------ THE INPUT

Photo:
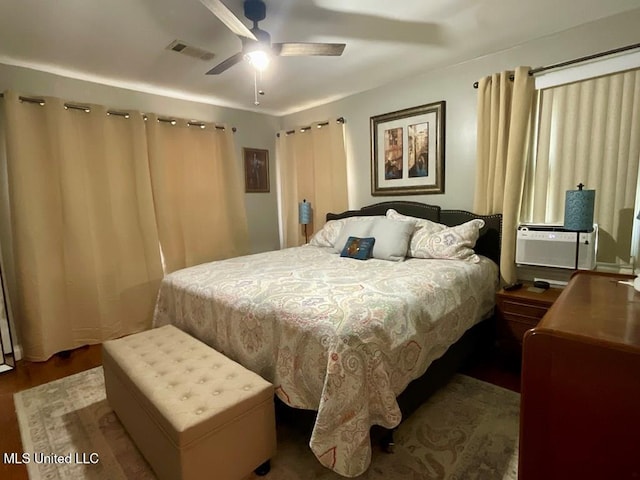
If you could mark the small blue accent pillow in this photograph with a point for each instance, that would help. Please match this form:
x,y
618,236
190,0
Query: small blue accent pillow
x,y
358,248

------------
------ THE INPUT

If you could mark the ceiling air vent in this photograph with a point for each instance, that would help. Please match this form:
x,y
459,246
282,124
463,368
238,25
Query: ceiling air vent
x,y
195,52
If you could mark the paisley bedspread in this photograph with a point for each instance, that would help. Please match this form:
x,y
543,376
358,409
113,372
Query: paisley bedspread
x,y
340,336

------------

TASK REQUIREMENTS:
Show the lines above that include "help".

ANSWER TO THIS TASK:
If you could mark the small blue accent pillow in this photograph with a point for each instance, that would help. Please match this form:
If you could mark the ceiling air vent in this photograph with a point for each instance, that would help. Please match this form:
If you could mark the paisley bedspread in this photograph with a point for each instance, that would help. Please match this form:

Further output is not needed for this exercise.